## Begin

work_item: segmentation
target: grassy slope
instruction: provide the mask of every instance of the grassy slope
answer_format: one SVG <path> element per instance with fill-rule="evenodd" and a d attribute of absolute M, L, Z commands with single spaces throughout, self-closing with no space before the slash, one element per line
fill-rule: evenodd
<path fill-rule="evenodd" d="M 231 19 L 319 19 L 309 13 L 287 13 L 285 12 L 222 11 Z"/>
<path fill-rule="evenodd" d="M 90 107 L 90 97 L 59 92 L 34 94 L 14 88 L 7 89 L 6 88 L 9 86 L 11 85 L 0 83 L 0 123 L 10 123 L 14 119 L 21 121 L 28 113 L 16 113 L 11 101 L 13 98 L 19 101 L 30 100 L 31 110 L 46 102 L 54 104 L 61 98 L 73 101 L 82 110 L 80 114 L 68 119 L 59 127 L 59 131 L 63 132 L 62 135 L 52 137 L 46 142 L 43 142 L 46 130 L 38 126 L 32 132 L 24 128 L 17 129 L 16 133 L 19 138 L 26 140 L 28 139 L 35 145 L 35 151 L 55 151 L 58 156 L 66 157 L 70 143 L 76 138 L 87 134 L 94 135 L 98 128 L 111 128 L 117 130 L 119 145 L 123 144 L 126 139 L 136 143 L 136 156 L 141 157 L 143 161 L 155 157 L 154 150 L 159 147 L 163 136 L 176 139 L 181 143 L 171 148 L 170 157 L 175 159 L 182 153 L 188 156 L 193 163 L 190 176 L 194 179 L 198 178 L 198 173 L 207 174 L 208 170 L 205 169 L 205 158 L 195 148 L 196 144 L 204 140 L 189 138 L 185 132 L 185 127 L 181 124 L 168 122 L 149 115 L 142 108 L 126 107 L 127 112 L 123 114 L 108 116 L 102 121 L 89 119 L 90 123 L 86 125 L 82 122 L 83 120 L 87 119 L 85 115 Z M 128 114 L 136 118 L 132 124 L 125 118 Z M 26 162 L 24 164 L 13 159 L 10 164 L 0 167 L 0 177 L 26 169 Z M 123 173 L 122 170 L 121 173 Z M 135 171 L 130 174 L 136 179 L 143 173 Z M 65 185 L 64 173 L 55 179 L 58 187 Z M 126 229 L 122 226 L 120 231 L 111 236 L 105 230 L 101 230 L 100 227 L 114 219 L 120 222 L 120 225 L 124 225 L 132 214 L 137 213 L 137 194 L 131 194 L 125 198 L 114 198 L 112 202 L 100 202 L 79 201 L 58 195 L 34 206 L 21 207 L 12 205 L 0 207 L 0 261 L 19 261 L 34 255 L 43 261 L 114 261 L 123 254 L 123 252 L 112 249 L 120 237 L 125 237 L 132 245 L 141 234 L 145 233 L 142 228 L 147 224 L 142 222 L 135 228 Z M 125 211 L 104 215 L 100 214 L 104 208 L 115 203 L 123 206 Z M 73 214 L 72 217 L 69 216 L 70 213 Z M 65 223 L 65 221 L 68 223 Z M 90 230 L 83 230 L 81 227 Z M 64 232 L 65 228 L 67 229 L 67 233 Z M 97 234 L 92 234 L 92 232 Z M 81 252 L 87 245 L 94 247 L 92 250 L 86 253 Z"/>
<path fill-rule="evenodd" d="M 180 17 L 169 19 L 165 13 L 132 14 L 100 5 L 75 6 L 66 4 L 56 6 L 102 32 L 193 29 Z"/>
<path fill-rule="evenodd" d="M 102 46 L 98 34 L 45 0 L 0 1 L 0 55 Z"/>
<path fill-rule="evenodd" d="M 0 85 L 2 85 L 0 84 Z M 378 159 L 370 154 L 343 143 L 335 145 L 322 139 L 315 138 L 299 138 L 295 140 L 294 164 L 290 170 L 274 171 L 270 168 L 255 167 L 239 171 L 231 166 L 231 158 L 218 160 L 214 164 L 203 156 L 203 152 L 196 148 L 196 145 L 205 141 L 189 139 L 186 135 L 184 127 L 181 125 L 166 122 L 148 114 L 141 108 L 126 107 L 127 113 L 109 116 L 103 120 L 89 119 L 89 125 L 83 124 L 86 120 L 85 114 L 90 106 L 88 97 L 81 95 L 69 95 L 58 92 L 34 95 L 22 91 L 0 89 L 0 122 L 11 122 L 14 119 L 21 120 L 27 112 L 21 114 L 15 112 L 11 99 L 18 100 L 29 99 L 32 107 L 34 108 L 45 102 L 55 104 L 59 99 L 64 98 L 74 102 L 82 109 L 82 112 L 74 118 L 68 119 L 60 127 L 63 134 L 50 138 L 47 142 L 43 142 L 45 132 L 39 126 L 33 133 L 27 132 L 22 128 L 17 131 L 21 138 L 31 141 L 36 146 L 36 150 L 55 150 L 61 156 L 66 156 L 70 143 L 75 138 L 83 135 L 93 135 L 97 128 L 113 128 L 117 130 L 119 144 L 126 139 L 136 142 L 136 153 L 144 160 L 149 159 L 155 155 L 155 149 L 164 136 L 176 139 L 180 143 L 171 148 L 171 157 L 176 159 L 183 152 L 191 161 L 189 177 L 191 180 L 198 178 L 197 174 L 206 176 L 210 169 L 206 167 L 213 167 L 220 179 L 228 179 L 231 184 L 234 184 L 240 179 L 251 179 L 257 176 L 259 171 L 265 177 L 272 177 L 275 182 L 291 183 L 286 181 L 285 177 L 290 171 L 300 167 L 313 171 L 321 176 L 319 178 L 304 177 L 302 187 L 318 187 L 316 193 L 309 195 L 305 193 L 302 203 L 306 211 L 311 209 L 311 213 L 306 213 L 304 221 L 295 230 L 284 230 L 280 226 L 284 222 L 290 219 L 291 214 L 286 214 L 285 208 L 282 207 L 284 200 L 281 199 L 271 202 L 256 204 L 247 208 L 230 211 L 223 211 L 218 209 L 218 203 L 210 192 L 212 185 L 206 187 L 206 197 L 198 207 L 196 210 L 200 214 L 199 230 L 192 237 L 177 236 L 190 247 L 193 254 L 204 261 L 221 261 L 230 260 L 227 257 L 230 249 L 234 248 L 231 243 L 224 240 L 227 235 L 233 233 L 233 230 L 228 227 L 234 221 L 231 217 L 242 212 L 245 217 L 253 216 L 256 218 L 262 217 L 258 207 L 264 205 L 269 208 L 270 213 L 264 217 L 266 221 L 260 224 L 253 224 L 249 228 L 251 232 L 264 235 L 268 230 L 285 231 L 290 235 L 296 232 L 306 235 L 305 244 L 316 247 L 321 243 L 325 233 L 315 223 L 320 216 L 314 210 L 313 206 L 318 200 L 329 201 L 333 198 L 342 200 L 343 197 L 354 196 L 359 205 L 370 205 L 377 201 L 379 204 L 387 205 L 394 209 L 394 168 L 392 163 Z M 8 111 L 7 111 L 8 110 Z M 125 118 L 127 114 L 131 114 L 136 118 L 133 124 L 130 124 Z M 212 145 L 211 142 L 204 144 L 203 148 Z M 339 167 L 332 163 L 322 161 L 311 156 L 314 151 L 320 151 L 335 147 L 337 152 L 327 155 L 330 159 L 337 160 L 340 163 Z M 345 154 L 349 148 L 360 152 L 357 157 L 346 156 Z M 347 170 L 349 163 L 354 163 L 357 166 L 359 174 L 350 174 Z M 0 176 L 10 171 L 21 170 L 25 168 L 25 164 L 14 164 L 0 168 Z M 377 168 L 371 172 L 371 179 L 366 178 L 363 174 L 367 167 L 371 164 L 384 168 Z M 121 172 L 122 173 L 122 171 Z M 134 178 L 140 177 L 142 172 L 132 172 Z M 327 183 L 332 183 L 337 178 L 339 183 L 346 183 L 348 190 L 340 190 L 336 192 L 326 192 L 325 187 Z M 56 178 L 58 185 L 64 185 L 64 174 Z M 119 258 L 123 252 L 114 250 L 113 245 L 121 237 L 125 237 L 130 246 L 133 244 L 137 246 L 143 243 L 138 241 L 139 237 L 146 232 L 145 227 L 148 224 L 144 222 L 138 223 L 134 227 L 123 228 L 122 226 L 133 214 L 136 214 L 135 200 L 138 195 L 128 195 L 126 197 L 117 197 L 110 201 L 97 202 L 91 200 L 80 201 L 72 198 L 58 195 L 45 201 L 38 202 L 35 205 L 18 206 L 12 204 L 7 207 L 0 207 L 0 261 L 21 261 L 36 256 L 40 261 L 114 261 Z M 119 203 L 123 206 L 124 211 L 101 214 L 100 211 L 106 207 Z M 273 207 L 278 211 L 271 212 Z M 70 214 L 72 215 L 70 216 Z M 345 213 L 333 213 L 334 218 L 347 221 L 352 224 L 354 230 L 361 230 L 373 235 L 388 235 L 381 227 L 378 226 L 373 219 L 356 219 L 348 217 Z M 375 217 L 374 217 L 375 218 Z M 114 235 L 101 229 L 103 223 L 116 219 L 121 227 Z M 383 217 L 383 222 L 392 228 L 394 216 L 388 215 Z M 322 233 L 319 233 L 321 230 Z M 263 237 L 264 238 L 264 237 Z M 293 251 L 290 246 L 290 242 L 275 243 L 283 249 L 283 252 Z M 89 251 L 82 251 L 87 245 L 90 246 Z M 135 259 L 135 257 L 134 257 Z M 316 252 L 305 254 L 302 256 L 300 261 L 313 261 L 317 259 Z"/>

## End

WORK REQUIRED - Reproduce the lines from the beginning of the records through the line that contains "231 19 L 319", with both ends included. Copy nothing beyond that line.

ANSWER BELOW -
work_item: segmentation
target: grassy slope
instruction: provide the mask of every instance of the grassy slope
answer_format: one SVG <path> element per instance with fill-rule="evenodd" and a d attribute of absolute M, L, Z commands with single spaces throughout, self-closing with no space before the slash, one element per line
fill-rule: evenodd
<path fill-rule="evenodd" d="M 231 19 L 319 19 L 309 13 L 287 13 L 285 12 L 222 11 Z"/>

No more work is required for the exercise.